··· RECORDS SUPPLIED

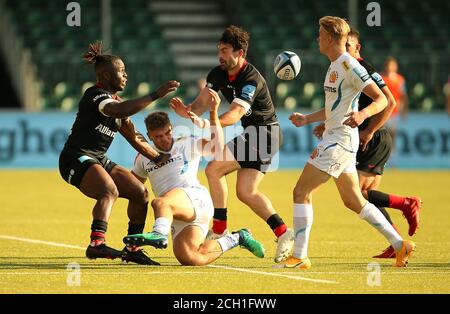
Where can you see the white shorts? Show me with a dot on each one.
(333, 159)
(203, 207)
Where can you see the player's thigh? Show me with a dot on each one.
(180, 203)
(368, 181)
(248, 180)
(222, 166)
(128, 185)
(310, 179)
(187, 243)
(97, 182)
(349, 190)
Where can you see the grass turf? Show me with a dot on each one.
(39, 205)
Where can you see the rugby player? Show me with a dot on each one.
(250, 153)
(182, 204)
(83, 162)
(375, 146)
(335, 155)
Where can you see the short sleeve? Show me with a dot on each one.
(376, 77)
(212, 80)
(101, 99)
(246, 94)
(359, 77)
(138, 167)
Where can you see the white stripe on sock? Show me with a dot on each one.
(303, 219)
(373, 216)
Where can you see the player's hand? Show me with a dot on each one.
(365, 137)
(180, 108)
(355, 118)
(298, 119)
(162, 158)
(215, 99)
(201, 123)
(166, 88)
(318, 130)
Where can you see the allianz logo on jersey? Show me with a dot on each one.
(169, 161)
(329, 89)
(105, 130)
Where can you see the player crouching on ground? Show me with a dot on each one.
(182, 202)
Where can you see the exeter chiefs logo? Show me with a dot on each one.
(333, 77)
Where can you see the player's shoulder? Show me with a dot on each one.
(93, 93)
(250, 71)
(182, 139)
(347, 62)
(217, 71)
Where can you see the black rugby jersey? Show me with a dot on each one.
(249, 88)
(365, 100)
(92, 131)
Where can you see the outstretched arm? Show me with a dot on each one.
(378, 104)
(378, 120)
(130, 107)
(138, 141)
(299, 119)
(217, 143)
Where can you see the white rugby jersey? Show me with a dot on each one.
(179, 171)
(345, 80)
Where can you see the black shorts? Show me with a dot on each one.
(256, 146)
(73, 166)
(377, 153)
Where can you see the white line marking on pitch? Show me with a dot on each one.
(43, 242)
(214, 266)
(273, 274)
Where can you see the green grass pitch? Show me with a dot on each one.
(37, 205)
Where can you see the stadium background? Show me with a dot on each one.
(42, 77)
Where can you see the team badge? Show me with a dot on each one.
(333, 76)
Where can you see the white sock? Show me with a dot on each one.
(162, 225)
(228, 241)
(303, 219)
(372, 215)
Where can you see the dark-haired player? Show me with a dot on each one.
(83, 161)
(375, 149)
(182, 203)
(250, 153)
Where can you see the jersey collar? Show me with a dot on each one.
(231, 78)
(100, 85)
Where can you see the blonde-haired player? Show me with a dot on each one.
(335, 155)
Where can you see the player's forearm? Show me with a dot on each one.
(137, 140)
(200, 103)
(129, 107)
(229, 118)
(217, 137)
(380, 119)
(378, 104)
(316, 116)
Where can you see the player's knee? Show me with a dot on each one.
(211, 170)
(244, 195)
(301, 197)
(158, 203)
(110, 192)
(352, 204)
(365, 193)
(143, 194)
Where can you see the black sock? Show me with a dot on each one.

······

#### EXERCISE DIRECTIONS
Return all of the records above word for word, and leave the pictures out of your answer.

#### ANSWER TO THIS EXERCISE
Where can you see the white shorts? Show me with a dot on each one.
(333, 159)
(203, 207)
Where can you see the player's thigh? Show me with a dot on each one.
(180, 203)
(368, 181)
(248, 180)
(222, 166)
(128, 185)
(310, 179)
(187, 243)
(97, 182)
(349, 190)
Where can you see the grass turf? Show me with a dot on each one.
(39, 205)
Where can you see the rugby player? Show me with a dot on each one.
(250, 153)
(182, 204)
(83, 162)
(375, 146)
(335, 155)
Where can you see the short sleeve? Show me with a dot on each one.
(376, 77)
(212, 80)
(101, 99)
(246, 94)
(359, 77)
(138, 167)
Where can you see the white stripe on sock? Show me with a dot on each one.
(303, 219)
(373, 216)
Where can you see the player's hand? Show me with a dot on each one.
(365, 137)
(180, 108)
(355, 118)
(298, 119)
(162, 158)
(215, 99)
(201, 123)
(166, 88)
(318, 130)
Where can you see the allianz logo on jersey? Show me with a dot on each one.
(169, 161)
(329, 89)
(105, 130)
Where can you see the player crouching on ground? Show me with a dot on each one.
(182, 202)
Where can you see the exeter chiefs logo? Show me with a dot on each one.
(333, 77)
Where can you see the player's shoulder? Show me with a dot on each one.
(93, 93)
(250, 71)
(182, 139)
(347, 62)
(217, 71)
Where can you see the black rugby jersey? Show me with a dot on each one.
(249, 88)
(365, 100)
(92, 131)
Where can you see the outstretched arm? Show me with a dot on each one.
(378, 104)
(378, 120)
(130, 107)
(138, 141)
(299, 119)
(217, 143)
Where can you see the white rugby jersey? Show me with a dot on each one.
(179, 171)
(345, 80)
Where can you see the black shorts? Show me with a dot on each one.
(256, 146)
(73, 166)
(377, 153)
Where can you see the white line marking on pitch? Show me with a dot on each one.
(43, 242)
(214, 266)
(273, 274)
Where can you see the green grass pitch? Show me with a dot on each one.
(37, 205)
Where can you see the stadium background? Show me with a dot on each one.
(42, 77)
Where can you see the team badge? Show me with a dot on each one.
(333, 76)
Where can you see the white sock? Show me with a dot on each one.
(162, 225)
(228, 241)
(303, 219)
(372, 215)
Where can you see the dark-haired player? Show me with a dot on each one.
(83, 161)
(375, 149)
(182, 203)
(250, 153)
Where can you see the jersey collar? Show me with a dot on each one.
(231, 78)
(100, 85)
Where can you see the blonde-haired player? Show me with a dot on each one.
(335, 155)
Where can you see the player's forearm? Show me with a dot on each one.
(137, 140)
(200, 103)
(129, 107)
(229, 118)
(217, 137)
(380, 119)
(378, 104)
(316, 116)
Where can you see the player's knee? Show me with a dot on each one.
(211, 170)
(244, 195)
(301, 197)
(158, 203)
(110, 192)
(352, 204)
(365, 193)
(143, 194)
Where can you see the black sock? Show me with a dot on each one.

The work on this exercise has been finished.